■ **Task instructions**: Exactly reproduce the line containing "Mark the double-headed" together with every line after it, through the end of the entries, and give nothing more.

************

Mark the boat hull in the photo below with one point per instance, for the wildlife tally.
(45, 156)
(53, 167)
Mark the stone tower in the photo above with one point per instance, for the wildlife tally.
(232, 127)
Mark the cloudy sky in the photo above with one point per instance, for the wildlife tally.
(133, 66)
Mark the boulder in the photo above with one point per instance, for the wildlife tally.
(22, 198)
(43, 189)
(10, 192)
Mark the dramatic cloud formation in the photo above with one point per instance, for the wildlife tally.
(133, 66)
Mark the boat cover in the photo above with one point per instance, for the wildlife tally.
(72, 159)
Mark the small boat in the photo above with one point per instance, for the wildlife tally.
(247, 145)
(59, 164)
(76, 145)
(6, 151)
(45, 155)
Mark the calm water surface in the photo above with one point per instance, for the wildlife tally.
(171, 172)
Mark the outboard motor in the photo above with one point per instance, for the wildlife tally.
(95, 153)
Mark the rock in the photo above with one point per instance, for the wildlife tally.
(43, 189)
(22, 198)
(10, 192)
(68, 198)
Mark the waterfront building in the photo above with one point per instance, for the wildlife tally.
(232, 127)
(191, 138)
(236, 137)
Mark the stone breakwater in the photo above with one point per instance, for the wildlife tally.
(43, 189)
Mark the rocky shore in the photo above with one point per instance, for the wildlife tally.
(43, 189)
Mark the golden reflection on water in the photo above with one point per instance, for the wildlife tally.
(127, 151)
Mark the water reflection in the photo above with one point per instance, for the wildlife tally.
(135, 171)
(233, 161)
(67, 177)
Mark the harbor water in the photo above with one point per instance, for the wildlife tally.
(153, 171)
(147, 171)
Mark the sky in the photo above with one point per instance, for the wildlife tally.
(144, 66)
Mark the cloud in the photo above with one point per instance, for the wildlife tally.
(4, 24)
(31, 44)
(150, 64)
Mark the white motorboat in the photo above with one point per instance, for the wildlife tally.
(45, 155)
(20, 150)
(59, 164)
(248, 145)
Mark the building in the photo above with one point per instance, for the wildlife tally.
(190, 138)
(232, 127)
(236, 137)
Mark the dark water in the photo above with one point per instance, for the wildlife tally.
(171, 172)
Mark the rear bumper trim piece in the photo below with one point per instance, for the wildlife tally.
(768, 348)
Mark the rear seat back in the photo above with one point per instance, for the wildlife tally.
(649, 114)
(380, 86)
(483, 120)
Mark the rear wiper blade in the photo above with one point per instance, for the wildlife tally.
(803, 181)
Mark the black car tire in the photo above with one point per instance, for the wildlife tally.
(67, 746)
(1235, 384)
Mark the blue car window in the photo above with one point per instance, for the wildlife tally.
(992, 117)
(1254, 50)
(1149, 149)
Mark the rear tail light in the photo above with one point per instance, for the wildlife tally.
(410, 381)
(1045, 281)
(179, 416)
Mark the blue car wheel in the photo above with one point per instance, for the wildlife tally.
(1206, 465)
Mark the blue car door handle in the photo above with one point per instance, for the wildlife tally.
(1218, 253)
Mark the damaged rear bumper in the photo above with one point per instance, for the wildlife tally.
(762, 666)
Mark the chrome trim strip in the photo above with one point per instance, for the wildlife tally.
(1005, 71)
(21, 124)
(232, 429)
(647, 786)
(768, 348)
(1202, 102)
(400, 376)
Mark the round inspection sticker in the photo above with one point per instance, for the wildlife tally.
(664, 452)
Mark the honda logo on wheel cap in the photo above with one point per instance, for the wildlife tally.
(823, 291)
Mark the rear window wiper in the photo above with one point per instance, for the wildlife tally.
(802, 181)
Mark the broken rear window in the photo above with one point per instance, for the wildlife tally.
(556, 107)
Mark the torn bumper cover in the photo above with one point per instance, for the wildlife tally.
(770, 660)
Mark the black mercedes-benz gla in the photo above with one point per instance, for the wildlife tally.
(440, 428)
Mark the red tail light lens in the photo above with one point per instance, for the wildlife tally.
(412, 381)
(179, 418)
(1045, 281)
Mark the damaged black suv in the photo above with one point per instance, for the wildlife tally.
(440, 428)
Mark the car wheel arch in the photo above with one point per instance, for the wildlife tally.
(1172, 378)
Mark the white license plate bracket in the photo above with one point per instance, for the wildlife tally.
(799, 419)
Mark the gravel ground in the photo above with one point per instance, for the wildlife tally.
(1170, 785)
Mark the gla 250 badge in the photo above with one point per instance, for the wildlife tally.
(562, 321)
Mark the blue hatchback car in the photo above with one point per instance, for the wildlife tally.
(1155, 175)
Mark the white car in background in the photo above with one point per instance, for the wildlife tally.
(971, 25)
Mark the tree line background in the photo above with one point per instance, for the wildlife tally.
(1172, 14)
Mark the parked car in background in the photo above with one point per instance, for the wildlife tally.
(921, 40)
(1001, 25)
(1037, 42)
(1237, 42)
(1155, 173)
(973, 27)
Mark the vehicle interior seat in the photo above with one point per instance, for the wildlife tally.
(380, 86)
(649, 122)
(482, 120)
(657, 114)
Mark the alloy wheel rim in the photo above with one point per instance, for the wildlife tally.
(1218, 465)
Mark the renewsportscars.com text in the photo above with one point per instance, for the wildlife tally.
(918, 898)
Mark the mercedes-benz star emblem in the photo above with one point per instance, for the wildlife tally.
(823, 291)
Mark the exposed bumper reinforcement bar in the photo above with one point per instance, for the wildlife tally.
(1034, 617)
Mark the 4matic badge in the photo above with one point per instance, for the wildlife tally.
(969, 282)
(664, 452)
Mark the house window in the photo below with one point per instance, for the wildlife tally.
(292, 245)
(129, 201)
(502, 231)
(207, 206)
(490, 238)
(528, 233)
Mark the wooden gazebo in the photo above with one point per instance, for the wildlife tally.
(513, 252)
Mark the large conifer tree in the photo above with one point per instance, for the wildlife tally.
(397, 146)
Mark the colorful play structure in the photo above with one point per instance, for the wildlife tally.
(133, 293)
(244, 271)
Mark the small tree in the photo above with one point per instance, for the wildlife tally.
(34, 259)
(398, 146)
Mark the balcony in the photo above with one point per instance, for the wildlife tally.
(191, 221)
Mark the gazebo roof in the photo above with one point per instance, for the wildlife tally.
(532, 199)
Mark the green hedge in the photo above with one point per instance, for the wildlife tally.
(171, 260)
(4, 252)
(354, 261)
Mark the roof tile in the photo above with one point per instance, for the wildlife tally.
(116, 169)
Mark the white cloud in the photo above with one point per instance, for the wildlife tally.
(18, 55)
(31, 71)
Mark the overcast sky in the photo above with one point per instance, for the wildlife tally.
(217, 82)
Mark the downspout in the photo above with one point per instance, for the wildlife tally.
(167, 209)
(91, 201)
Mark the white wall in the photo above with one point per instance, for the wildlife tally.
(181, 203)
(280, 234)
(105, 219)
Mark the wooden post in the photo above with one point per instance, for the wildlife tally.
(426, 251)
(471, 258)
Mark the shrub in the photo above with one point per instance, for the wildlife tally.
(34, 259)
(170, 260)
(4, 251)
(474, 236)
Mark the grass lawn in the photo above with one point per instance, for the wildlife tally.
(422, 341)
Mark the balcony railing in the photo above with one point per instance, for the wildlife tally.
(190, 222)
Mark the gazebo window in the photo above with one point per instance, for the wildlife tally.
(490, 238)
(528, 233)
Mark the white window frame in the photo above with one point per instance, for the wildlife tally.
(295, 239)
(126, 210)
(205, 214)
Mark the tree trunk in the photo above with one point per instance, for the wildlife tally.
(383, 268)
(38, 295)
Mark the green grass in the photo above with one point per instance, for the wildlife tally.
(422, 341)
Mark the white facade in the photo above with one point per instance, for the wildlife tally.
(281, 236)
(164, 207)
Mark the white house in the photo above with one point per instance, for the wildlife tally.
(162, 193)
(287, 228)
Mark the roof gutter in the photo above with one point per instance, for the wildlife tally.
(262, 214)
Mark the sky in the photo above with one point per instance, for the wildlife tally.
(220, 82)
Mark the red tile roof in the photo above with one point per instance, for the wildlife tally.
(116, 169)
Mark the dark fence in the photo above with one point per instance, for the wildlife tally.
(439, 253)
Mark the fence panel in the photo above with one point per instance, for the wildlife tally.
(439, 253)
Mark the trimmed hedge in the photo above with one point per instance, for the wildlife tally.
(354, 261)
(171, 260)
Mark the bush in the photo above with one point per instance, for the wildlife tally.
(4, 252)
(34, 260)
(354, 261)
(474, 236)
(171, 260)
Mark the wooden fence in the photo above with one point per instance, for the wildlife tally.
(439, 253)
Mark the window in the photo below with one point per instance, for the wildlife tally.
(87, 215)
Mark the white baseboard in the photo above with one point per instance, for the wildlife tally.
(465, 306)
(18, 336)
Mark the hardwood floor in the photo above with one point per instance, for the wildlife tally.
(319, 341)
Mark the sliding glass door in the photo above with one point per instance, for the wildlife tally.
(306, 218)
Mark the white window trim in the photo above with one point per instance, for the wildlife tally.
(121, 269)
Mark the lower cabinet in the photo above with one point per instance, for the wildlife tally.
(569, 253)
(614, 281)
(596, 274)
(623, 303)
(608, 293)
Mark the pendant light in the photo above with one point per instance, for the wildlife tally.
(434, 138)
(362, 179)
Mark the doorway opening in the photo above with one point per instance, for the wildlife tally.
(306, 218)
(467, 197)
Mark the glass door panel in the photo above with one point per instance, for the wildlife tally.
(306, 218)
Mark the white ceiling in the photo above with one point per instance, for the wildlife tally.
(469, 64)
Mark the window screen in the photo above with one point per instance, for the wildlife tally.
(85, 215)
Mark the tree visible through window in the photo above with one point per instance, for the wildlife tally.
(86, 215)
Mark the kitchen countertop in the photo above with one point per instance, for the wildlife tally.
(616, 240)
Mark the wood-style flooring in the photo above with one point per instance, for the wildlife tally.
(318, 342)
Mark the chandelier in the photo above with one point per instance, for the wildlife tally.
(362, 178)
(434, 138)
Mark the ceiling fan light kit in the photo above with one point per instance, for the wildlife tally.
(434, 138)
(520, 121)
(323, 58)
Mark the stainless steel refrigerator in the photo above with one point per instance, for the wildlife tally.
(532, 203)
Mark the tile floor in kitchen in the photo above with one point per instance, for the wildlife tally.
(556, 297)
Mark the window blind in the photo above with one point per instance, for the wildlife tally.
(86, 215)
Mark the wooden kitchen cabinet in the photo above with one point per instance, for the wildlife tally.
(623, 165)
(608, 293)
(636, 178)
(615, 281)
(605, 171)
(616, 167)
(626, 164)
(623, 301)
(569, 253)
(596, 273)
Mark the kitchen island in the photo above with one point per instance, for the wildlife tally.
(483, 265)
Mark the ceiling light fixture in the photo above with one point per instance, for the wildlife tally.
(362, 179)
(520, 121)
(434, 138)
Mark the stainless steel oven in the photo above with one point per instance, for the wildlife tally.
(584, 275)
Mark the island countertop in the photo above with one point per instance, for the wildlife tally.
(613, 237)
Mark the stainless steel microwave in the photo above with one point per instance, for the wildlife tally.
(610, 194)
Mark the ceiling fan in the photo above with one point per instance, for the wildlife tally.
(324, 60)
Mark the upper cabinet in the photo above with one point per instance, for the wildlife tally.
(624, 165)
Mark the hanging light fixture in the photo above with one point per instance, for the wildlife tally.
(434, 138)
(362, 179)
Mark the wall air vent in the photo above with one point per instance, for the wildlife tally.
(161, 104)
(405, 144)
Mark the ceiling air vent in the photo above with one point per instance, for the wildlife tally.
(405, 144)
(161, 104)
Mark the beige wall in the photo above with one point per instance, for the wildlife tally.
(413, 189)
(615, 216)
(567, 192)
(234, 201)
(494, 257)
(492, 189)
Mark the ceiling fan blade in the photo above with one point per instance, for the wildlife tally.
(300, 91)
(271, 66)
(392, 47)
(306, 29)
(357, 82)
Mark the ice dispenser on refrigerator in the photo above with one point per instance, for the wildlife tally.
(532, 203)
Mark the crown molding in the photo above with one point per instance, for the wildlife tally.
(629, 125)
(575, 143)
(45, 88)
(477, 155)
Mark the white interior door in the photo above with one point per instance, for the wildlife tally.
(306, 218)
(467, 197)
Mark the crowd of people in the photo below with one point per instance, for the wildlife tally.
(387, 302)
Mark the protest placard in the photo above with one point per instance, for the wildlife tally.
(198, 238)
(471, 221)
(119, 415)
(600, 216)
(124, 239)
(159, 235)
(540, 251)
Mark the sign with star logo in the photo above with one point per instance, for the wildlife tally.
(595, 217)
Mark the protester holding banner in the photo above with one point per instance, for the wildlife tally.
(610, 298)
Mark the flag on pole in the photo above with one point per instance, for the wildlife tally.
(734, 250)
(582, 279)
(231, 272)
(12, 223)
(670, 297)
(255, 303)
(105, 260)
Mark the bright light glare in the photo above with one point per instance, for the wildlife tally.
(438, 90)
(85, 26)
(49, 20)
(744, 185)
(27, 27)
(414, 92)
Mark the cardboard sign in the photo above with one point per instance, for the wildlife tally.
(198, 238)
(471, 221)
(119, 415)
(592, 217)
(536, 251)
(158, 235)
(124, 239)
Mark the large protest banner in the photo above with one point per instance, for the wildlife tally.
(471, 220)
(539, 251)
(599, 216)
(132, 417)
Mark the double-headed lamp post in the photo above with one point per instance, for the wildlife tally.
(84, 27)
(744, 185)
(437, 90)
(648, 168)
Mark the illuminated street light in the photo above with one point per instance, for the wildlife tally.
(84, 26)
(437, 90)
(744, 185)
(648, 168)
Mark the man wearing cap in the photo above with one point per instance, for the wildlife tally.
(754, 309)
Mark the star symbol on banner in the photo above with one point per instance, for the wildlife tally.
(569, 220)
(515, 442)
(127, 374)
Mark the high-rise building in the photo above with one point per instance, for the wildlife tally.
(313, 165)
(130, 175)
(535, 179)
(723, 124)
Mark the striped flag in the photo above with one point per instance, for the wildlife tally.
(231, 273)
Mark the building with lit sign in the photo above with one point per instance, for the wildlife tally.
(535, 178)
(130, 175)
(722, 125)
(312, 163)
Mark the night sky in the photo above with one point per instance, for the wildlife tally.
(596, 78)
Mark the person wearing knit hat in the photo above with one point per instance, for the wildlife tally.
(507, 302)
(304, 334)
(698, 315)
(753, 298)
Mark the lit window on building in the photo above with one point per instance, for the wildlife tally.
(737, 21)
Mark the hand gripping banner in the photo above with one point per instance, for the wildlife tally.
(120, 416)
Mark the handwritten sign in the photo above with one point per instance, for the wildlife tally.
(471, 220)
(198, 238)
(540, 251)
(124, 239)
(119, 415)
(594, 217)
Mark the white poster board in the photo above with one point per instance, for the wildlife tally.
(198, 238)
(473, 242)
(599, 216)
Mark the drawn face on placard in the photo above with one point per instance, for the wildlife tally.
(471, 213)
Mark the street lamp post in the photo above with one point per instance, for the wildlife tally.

************

■ **Answer to the task**:
Mark the double-headed lamp post in the photo above with one point per instance, for the wildlife tally.
(84, 27)
(744, 185)
(437, 90)
(648, 168)
Mark the illuminated street light in the photo above with one point per instance, for the wildlife tally.
(84, 26)
(437, 90)
(744, 185)
(648, 168)
Mark the man wearing cap in the photo above with one point per instance, for the wildlife tally.
(754, 309)
Mark the star symbol on banner in the photo above with one point per instance, for the wildlife tally.
(569, 220)
(515, 442)
(127, 374)
Mark the high-rise building in the photo above with one point per instance, for the wildlife tally.
(313, 165)
(130, 175)
(535, 179)
(723, 124)
Mark the striped flag in the photo above with one point per instance, for the wildlife tally.
(231, 273)
Mark the building with lit sign in the photo above with one point per instance, for the wildlife tally.
(535, 178)
(130, 175)
(722, 125)
(312, 163)
Mark the night sky in the photo above with one point per instance, for the wildlife tally.
(596, 78)
Mark the person wearing knit hat in the photo above with one point per instance, for the wildlife tally.
(507, 302)
(304, 334)
(698, 315)
(753, 298)
Mark the lit window on building in the photo above with one point per instance, for the wildlife tally.
(737, 21)
Mark the hand gripping banner in the photo above with one point per instance, for the wildlife tally.
(120, 416)
Mark the handwritten sign in the photo above with one point per instance, for the wildlife tally.
(471, 220)
(198, 238)
(540, 251)
(124, 239)
(119, 415)
(594, 217)
Mark the white poster board in the photo above with one point per instance, for the wildlife tally.
(198, 238)
(473, 242)
(599, 216)
Mark the drawn face on placard in the photo above with one point per instance, for the wildlife tally.
(471, 213)
Mark the street lamp post in the photo above with one point per instance, for the wildlife tally.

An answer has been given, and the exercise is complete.